◆ **Aufgabe**
Führen Sie den Auszug über die Rajputen im Anschluss an seinen letzten Satz weiter.

◆ **Textauszug**
Ihr Kennzeichen waren die besondere Beachtung der rituellen Reinheit (Feueropfer), ihr kriegerischer Lebensstil und die ritterliche Hofhaltung, die in weiten Teilen Indiens nachgeahmt wurde. Der Kunstgeschmack ihrer Fürsten prägte auch die mittelalterliche Tempelarchitektur und Plastik.
Die Rajputen gliederten sich in mehrere Clans mit exogamen Untergruppen und waren über komplizierte (Heirats-)geflechte miteinander verwandt. Einem ihrer Clans, den Tomara wird zum Beispiel die Gründung Delhis im Jahr 736 zugeschrieben. Die vier bekanntesten Rajputen-Clans des Früh- und Hochmittelalters sind die Pratihara, Chauhan, Solanki und Paramara.
Am Ende des 8. Jh. beherrschte die Pratihara-Dynastie den Nordwesten Indiens, die damals Anspruch auf die alte Hauptstadt Kannauj am Ganges erhob und auch gegen die Araber in Sindh kämpfte. Der Pratihara-Staat ging am Ende des 10. Jh. langsam zugrunde und die nun wieder selbständigen Rajputen-Clans tauchten unter diesem Namen in der Geschichte auf.
Mit den Raubzügen und Eroberungen durch Mahmud von Ghazni († 1030) und später Muhammed von Ghur († 1206) entstand eine äußere Bedrohungslage zusätzlich zu den inneren Streitigkeiten der Rajputen-Clans und anderer indischen Machthaber. Die Rajputen unterlagen mit ihrem kastengebundenen Kampfesstil und Ehrenkodex den massiven Reiterangriffen der islamischen Eroberer. Die indische Kriegsführung war die Aufgabe bestimmter Kasten (der Kshatriya), die ihre Gefolgschaft rekrutierten. Bei diesen Aufgeboten handelte es sich aber überwiegend um Massen ungeschulter und kaum ausgerüsteter Fußsoldaten ohne inneren Zusammenhalt, nur geschützt durch die (schwer zu kontrollierenden) Kampfelefanten, die der (ohnehin militärisch überlegenen) Kavallerie der Eroberer nicht standhalten konnten.

◆ **Bereitgestellte Daten**
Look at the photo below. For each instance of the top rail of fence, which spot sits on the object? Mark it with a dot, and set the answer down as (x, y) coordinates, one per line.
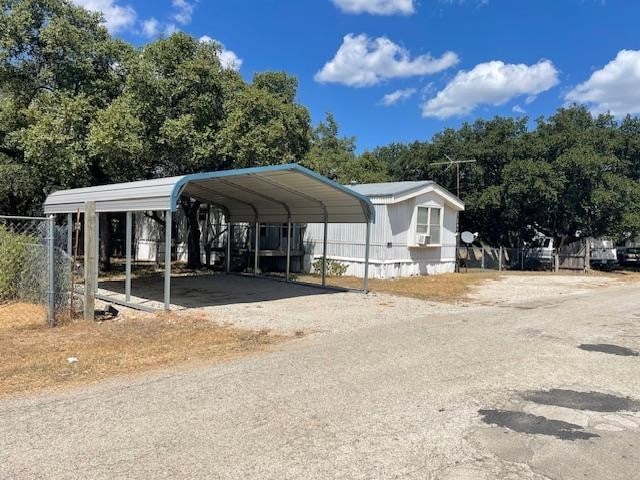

◆ **Musterlösung**
Unter dem Fürsten Prithviraja III. (von Delhi, Chauhan-Clan) traten die vereinigten Rajputenheere 1191/92 den Ghuriden bei Tarain im Raum Delhi gegenüber. Der Krieg ging schließlich verloren, Prithviraja starb und die Moslems eroberten innerhalb weniger Jahre das gesamte Nordindien.
Trotzdem mussten alle islamischen Herrscher, die Sultane von Delhi genauso wie die Großmoguln, die Fürsten und Festungen der Rajputen (z.B. Chittorgarh in Mewar 1303, 1568) besiegen, wenn sie im Land regieren wollten. Diese Kämpfe wurden immer wieder mit großer Grausamkeit geführt. Stand eine Festung vor dem Fall, so verbrannten die Rajputen erst ihre Frauen, bevor sie selbst mit der Waffe in der Hand fielen. Nach der Niederlage der Rajputen-Konföderation unter Sangram Singh (von Mewar, † 1528) gegen den Großmogul Babur († 1530) in der Schlacht von Khanua (März 1527) stiegen die Rajputen jedoch nie wieder zu einer überregionalen Macht in Indien auf.
Die drei großen Rajputenfürstentümer des Spätmittelalters bzw. der Neuzeit waren Mewar, Marwar und Amber (das spätere Jaipur).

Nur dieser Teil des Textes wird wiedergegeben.